**Fragmento seleccionado**
..........

Pollard tenía entonces 42 años. Era, como contó Breslin, un hombre delgado, con bigote, nacido en Pittsburgh, que había cumplido su servicio como soldado en Birmania durante la Segunda Guerra Mundial. Este obrero, uno de los últimos en atender a John Fitzgerald Kennedy, el presidente número 35, cobraba 3,01 dólares la hora y repetía que cavar su tumba era para él un honor. Cuando se ofició el funeral y el pequeño John-John dio un paso al frente para situarse delante del féretro de su padre, Pollard no se hallaba allí, sino cavando tumbas en otra sección del cementerio, sin saber a quiénes pertenecían. Sí, en cambio, sabía que la tierra que había removido el domingo durante su día descanso era para enterrar al presidente tiroteado en Texas, "un buen hombre". Pollard esperó a que terminase todo y se acercó hasta allí para repetir una vez más que para él había sido un honor.

Breslin, tras una etapa inicial de cronista deportivo, escribió su primera columna como periodista free lance para el New York Herald Tribune precisamente en la primavera de 1963. Al contrario de Tom Wolfe, que se ocupó de retratar la fauna más esnob del uptown, Breslin halló la inspiración en la gente de la clase obrera con salarios miserables, los corredores de apuestas, los granujas y los delincuentes de poca monta. Para él todos los individuos tenían algo que contar y lo único que necesitaban era alguien que les escuchase y escribiese sus historias. La de Pollard es un ejemplo de cómo se puede saltar desde el penúltimo escalón al primer plano.

..........

**Qué se pide**
Di si cada afirmación concuerda con el fragmento anterior sobre Pollard y Breslin, contestando sí o no y citando literalmente las palabras que lo deciden.
1. Pollard ganaba 3,01 dólares por hora.
2. Pollard estaba presente cuando John-John se situó delante del féretro de su padre.
3. Breslin, igual que Tom Wolfe, retrató la fauna más esnob del uptown.

..........

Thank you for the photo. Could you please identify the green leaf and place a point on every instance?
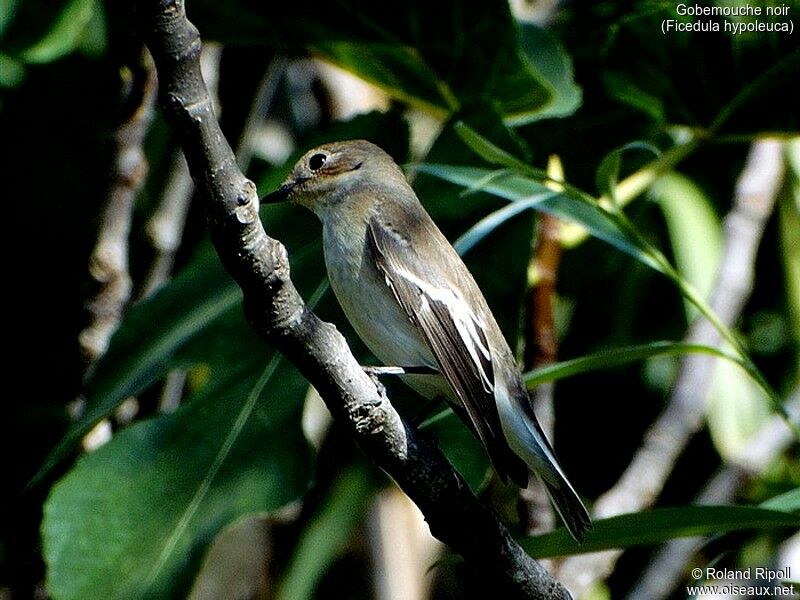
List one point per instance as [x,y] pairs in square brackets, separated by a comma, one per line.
[626,90]
[461,446]
[619,356]
[657,526]
[549,58]
[470,238]
[134,518]
[608,172]
[736,407]
[787,502]
[12,72]
[8,9]
[65,34]
[488,151]
[326,535]
[694,229]
[515,186]
[789,217]
[441,56]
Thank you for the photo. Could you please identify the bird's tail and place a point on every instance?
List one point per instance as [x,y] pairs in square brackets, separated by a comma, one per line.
[526,439]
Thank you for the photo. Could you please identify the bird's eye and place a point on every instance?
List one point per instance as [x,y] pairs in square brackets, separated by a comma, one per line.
[315,162]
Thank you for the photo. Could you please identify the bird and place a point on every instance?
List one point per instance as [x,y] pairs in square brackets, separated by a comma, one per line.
[414,303]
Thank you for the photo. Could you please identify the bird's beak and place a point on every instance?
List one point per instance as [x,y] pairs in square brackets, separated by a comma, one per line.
[279,195]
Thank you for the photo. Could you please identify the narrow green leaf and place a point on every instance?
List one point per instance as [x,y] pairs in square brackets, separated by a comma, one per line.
[694,229]
[619,356]
[607,174]
[493,220]
[488,151]
[787,502]
[65,34]
[623,88]
[327,534]
[514,186]
[550,59]
[789,221]
[8,9]
[12,72]
[134,518]
[657,526]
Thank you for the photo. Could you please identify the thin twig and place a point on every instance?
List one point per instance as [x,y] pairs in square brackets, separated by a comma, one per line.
[669,567]
[276,311]
[665,440]
[108,263]
[535,508]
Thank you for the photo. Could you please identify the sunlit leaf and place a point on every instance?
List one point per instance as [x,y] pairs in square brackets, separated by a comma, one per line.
[327,534]
[515,187]
[65,34]
[544,51]
[657,526]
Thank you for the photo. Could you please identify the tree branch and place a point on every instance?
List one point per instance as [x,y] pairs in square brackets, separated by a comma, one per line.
[276,311]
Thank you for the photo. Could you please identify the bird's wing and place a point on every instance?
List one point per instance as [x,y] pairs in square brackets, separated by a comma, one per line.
[454,333]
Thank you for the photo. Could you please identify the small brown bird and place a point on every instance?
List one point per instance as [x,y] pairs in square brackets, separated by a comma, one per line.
[413,302]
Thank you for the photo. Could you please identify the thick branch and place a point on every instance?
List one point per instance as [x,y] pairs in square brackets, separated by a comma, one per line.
[275,309]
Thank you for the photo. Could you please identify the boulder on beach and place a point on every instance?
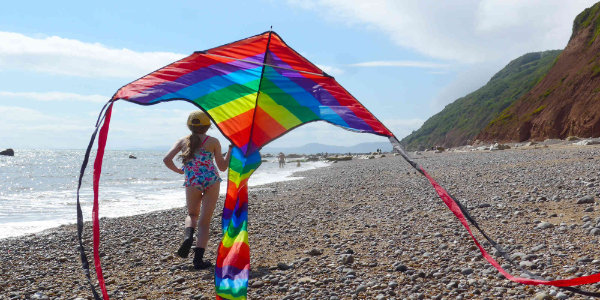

..........

**Respuesta**
1. Sí: «cobraba 3,01 dólares la hora».
2. No: «Pollard no se hallaba allí, sino cavando tumbas en otra sección del cementerio».
3. No: «Al contrario de Tom Wolfe, que se ocupó de retratar la fauna más esnob del uptown, Breslin halló la inspiración en la gente de la clase obrera».